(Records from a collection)

= = = =

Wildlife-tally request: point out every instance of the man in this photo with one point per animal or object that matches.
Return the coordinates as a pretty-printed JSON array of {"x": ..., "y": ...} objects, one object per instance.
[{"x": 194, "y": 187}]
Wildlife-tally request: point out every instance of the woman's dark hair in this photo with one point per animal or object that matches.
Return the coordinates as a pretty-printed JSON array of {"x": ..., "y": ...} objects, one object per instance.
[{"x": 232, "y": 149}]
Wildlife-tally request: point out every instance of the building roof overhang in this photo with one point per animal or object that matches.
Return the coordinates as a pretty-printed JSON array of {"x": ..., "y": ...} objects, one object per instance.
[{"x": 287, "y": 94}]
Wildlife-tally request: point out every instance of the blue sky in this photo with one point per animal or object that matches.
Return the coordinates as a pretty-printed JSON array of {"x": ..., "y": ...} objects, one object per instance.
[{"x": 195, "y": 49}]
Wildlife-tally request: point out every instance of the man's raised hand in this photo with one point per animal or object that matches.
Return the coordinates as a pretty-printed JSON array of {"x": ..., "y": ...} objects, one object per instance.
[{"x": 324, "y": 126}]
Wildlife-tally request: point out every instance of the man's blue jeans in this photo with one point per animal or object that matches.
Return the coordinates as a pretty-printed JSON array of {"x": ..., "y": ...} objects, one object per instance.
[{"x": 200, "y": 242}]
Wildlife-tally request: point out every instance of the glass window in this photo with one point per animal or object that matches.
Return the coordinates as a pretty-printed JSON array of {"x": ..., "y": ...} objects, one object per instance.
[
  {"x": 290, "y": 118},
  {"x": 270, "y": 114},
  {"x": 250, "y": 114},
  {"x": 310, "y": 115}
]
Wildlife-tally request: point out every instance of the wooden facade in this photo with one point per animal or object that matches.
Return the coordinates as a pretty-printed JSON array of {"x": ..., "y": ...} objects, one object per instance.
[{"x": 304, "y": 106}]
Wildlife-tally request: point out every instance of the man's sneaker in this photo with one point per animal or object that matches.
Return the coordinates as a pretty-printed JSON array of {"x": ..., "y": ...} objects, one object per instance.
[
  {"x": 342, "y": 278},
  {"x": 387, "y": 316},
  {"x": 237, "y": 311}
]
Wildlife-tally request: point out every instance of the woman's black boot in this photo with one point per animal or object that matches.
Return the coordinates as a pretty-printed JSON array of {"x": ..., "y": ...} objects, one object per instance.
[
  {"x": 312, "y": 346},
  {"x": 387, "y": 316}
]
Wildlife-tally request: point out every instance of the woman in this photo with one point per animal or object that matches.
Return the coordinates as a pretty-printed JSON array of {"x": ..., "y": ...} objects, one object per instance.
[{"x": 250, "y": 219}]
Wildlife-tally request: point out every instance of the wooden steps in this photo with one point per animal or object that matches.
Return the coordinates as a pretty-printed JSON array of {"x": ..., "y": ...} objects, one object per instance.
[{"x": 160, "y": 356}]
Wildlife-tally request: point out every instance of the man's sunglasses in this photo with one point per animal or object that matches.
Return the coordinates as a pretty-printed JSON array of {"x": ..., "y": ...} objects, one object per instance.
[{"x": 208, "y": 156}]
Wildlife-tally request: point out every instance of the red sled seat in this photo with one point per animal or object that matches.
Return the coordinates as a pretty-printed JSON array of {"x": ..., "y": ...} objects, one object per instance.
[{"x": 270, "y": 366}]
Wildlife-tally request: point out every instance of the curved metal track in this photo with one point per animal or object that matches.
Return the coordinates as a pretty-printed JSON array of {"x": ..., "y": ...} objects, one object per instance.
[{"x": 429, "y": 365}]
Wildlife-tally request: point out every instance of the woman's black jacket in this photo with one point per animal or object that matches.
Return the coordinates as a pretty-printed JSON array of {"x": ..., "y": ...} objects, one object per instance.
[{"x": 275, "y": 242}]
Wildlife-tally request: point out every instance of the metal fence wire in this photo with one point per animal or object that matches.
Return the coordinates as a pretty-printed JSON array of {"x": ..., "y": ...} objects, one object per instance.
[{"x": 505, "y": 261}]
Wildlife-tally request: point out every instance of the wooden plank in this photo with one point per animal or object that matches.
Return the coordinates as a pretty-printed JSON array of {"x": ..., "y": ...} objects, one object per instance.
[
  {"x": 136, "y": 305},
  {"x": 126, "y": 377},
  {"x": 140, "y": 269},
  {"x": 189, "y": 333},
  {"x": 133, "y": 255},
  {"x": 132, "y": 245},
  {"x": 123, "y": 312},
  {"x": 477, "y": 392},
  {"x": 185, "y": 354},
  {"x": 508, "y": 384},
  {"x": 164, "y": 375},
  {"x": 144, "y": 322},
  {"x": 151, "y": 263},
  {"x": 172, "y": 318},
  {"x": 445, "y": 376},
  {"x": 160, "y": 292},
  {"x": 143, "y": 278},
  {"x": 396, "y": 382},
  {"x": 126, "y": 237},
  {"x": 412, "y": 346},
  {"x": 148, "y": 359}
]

= = = =

Return each line of the data exactly as written above.

### [Correct response]
Wildlife-tally request: point out every instance of the man in this photo with one point per animal or object that matches.
Return the coordinates as a pretty-printed JSON array of {"x": ..., "y": ...} objects, one object per instance.
[{"x": 194, "y": 187}]
Wildlife-tally request: point out every instance of the woman's dark hair in this photo with one point per animal or object that matches.
Return the coordinates as a pretty-printed JSON array of {"x": ..., "y": ...} objects, one object per instance.
[{"x": 232, "y": 149}]
Wildlife-tally request: point out every instance of the building roof overhang in this photo with one point per animal or object that matches.
Return the coordinates as a pretty-printed JSON array of {"x": ..., "y": ...} objects, one object per instance.
[{"x": 287, "y": 94}]
Wildlife-tally request: point out every instance of the blue sky in this photo with one point per animal or object that matches.
Return the coordinates as a pretty-printed JSON array of {"x": ..., "y": ...} objects, one object per instance.
[{"x": 195, "y": 49}]
Wildlife-tally request: point out every instance of the man's raised hand in this photo with one point per animal or object that matches.
Return the coordinates as a pretty-printed JSON array of {"x": ..., "y": ...} objects, one object per instance.
[{"x": 324, "y": 126}]
Wildlife-tally request: point out every instance of the man's blue jeans in this photo with one point per animal or object that matches.
Return the coordinates as a pretty-printed JSON array of {"x": ..., "y": ...} objects, one object per instance.
[{"x": 200, "y": 242}]
Wildlife-tally request: point out every instance of the glass window in this photo with one point per animal or object that matches.
Return the coordinates as a pretty-printed JSON array of {"x": ..., "y": ...} objects, one object per instance.
[
  {"x": 290, "y": 118},
  {"x": 270, "y": 114},
  {"x": 250, "y": 114},
  {"x": 310, "y": 115}
]
Wildlife-tally request: point out every instance of the wooden facade in this photo with one point per animal or object that matches.
Return the coordinates as a pretty-printed JSON array of {"x": ..., "y": ...} objects, one object per instance.
[{"x": 304, "y": 106}]
Wildlife-tally request: point out every instance of the man's sneaker in this photo with one point per animal or object that matches.
Return the coordinates as a pretty-printed JSON array of {"x": ..., "y": ...} objects, one object per instance.
[
  {"x": 342, "y": 278},
  {"x": 387, "y": 316},
  {"x": 237, "y": 311}
]
Wildlife-tally request: point out every instance of the woman's black boot in this photo with one point per animal or object that matches.
Return the coordinates as a pretty-printed JSON array of {"x": ..., "y": ...} objects, one object per instance.
[
  {"x": 312, "y": 346},
  {"x": 387, "y": 316}
]
Wildlife-tally request: point out every instance of the woman in this photo with one point per animal or object that matches.
Return the coordinates as a pretty-printed JSON array of {"x": ..., "y": ...} objects, one object per instance.
[{"x": 250, "y": 219}]
Wildlife-tally request: point out every instance of the wooden steps in this photo with one point per animal or object that matches.
Return the coordinates as a pretty-printed JSON array of {"x": ..., "y": ...} objects, one object per instance.
[{"x": 160, "y": 356}]
Wildlife-tally request: point out every instance of the man's sunglasses in this photo with one point per animal or object that matches.
Return the coordinates as a pretty-printed JSON array of {"x": ..., "y": ...} objects, one object per instance.
[{"x": 208, "y": 156}]
Wildlife-tally request: point out every instance of the red sled seat in this photo with one point per animal or object that matches.
Return the coordinates as a pretty-printed JSON array of {"x": ..., "y": ...} objects, one object per instance.
[{"x": 270, "y": 366}]
Wildlife-tally request: point out every instance of the curved metal track in this photo with one point per animal or object that matches.
Return the coordinates as a pretty-printed JSON array of {"x": ..., "y": ...} objects, one object per instance.
[{"x": 429, "y": 365}]
Wildlife-tally request: point out every instance of the woman's black jacket in this photo with one point per animal or object that matches.
Return the coordinates as a pretty-printed JSON array of {"x": ..., "y": ...} objects, one object per instance.
[{"x": 275, "y": 242}]
Wildlife-tally request: point out every instance of the metal fence wire in this photo with one point per animal or object that matches.
Return the coordinates as a pretty-printed JSON array of {"x": ..., "y": ...} objects, one object per instance.
[{"x": 505, "y": 261}]
Wildlife-tally request: point out every instance of the wooden plank in this photo with one point per animal or object that matches.
Return the coordinates as a pretty-printed JSON array of {"x": ..., "y": ...} objects, one object per instance.
[
  {"x": 136, "y": 305},
  {"x": 126, "y": 377},
  {"x": 140, "y": 269},
  {"x": 189, "y": 333},
  {"x": 133, "y": 255},
  {"x": 132, "y": 245},
  {"x": 123, "y": 312},
  {"x": 477, "y": 392},
  {"x": 185, "y": 354},
  {"x": 508, "y": 384},
  {"x": 164, "y": 375},
  {"x": 144, "y": 322},
  {"x": 151, "y": 263},
  {"x": 172, "y": 318},
  {"x": 445, "y": 376},
  {"x": 160, "y": 292},
  {"x": 143, "y": 278},
  {"x": 396, "y": 382},
  {"x": 126, "y": 237},
  {"x": 412, "y": 346},
  {"x": 148, "y": 359}
]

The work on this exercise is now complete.